------ Supplied passage
W3C home > Mailing lists > Public > public-html@w3.org > February 2009

Re: ISSUE-4: Versioning, namespace URIs and MIME types

From: Maciej Stachowiak <mjs@apple.com>
Date: Wed, 18 Feb 2009 14:08:12 -0800
Cc: Dan Connolly <connolly@w3.org>, Ian Hickson <ian@hixie.ch>, HTML WG <public-html@w3.org>
Message-id: <CA0C37D3-9722-4032-834C-C547984516F8@apple.com>
To: Larry Masinter <masinter@adobe.com>

On Feb 18, 2009, at 1:42 PM, Larry Masinter wrote:

> I wrote:
>> The need for multiple libraries comes from having incompatible
>> languages or language versions. Incompatible languages and
>> language versions should be avoided--- however, not providing
>> a way of detecting which of several incompatible languages
>> or language versions was intended is a head-in-the-sand way
>> of pretending like they don't exist, and makes the problem
>> worse, not better.
> To which Dan responded:
>> I don't think so; the summary of this issue
>> http://www.w3.org/html/wg/tracker/issues/4
>> shows that there are some eyes-open arguments
>> that lead to the conclusion that we should not
>> provide a way of detective which of several
>> incompatible languages was intended:
>> * L. David Baron "Version information" -
>> http://lists.w3.org/Archives/Public/public-html/2007Apr/0279.html
> But that argument is
>> If we add version information, it will be tempting for the
>> implementation that Web authors are most commonly "writing for" to
>> use the version information to keep improvements in standards
>> compliance from applying to existing pages on the Web (i.e., pages
>> marked as older versions).
------------
------ Material
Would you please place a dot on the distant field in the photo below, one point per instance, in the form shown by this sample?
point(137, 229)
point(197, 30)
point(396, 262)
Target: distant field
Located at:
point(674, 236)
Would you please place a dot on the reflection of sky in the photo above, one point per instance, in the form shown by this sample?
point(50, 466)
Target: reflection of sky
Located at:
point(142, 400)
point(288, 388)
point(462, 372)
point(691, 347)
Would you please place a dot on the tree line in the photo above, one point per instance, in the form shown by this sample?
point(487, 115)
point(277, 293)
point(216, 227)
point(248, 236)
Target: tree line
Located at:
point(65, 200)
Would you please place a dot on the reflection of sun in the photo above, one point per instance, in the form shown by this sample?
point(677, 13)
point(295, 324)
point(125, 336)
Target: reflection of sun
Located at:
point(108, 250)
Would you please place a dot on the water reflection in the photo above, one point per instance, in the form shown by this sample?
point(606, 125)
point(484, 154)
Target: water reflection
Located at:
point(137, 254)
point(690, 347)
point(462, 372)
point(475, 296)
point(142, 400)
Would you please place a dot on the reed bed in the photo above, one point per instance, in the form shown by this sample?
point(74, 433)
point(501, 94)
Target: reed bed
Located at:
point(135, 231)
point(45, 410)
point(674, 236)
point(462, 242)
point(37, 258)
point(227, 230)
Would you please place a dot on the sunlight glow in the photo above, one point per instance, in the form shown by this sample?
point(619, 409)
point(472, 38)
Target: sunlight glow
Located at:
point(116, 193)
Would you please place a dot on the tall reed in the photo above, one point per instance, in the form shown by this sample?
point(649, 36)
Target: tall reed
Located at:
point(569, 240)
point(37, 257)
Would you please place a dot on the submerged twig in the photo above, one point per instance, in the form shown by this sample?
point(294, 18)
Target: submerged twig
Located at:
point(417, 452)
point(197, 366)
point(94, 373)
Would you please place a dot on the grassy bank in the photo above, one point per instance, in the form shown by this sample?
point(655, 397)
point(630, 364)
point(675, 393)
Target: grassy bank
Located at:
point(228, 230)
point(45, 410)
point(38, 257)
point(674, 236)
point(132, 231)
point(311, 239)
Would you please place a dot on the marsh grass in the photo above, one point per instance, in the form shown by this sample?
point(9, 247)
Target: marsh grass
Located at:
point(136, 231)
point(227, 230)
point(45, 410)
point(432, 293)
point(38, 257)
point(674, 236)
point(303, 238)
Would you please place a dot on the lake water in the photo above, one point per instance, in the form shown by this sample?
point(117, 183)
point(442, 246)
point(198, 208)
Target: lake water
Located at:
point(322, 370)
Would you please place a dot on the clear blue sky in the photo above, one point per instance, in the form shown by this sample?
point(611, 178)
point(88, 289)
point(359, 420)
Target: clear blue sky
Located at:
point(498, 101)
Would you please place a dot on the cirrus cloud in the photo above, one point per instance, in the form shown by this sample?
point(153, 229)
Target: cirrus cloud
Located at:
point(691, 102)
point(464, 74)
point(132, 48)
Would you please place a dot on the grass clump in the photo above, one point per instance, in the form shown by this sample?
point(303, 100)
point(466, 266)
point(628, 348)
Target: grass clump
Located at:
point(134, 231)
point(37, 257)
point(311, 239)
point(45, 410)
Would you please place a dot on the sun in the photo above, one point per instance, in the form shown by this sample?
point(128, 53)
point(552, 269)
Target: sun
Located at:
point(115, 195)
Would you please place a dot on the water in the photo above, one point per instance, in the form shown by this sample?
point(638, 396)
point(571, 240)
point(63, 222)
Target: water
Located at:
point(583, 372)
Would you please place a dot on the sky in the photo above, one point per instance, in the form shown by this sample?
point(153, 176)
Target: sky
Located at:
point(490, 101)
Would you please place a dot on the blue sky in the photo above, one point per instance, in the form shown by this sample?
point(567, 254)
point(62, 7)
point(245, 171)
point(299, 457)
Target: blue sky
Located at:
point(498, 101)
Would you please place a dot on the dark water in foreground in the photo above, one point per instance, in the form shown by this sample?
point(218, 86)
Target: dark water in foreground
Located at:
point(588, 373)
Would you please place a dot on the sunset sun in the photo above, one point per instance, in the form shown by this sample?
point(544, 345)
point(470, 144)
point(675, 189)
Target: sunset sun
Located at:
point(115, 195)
------------
To-do list —
**a)** According to the mailing list message, at what time did Larry Masinter write the message being replied to?
**b)** Copy the section of the mailing list message that begins at "On Feb 18, 2009, at" and stops after "worse, not better.", substituting "parsers" for "libraries".
**c)** Continue the mailing list message about versioning and namespace URIs from the point where it stops.

The results —
**a)** 1:42 PM on Feb 18, 2009.

**b)**
On Feb 18, 2009, at 1:42 PM, Larry Masinter wrote:

> I wrote:
>> The need for multiple parsers comes from having incompatible
>> languages or language versions. Incompatible languages and
>> language versions should be avoided--- however, not providing
>> a way of detecting which of several incompatible languages
>> or language versions was intended is a head-in-the-sand way
>> of pretending like they don't exist, and makes the problem
>> worse, not better.

**c)**
> The temptation to "break the web" in the name of Browser Wars
> exists whether or not the HTML specification provides a
> documented versioning mechanism, and an argument of the form
> "if we don't let them declare a version, then browsers that
> only support one version won't exist" I think deserves being
> called "head in the sand": not that those proposing the strategy
> haven't thought about it, but rather that somehow a browser
> vendor would be so influenced by not seeing a standard
> versioning mechanism as to keep them from introducing a
> non-standard version mechanism (such as what we've already
> seen with the various 'quirks' modes.)

You have to keep in mind the context for David's email: Microsoft was  
asking for a version attribute precisely so they could use it to  
trigger an unbounded number of future quirks modes. This wasn't a  
hypothetical fear, rather, it was a response to exactly what was  
requested and proposed.

Since then, IE8 introduced a nonstandard versioning mechanism, but PR  
considerations (and/or principled adherence to standards and  
interoperability, you be the judge) led them to limit this and make  
best-effort support for the latest standards the default.

So I think experience since David's original email bears him out. It  
does seem to make a difference whether or not the spec has an official  
versioning hook. It doesn't prevent versioning mechanisms for bug  
compatibility from being created, but it does limit their  
effectiveness in producing anti-competitive side effects.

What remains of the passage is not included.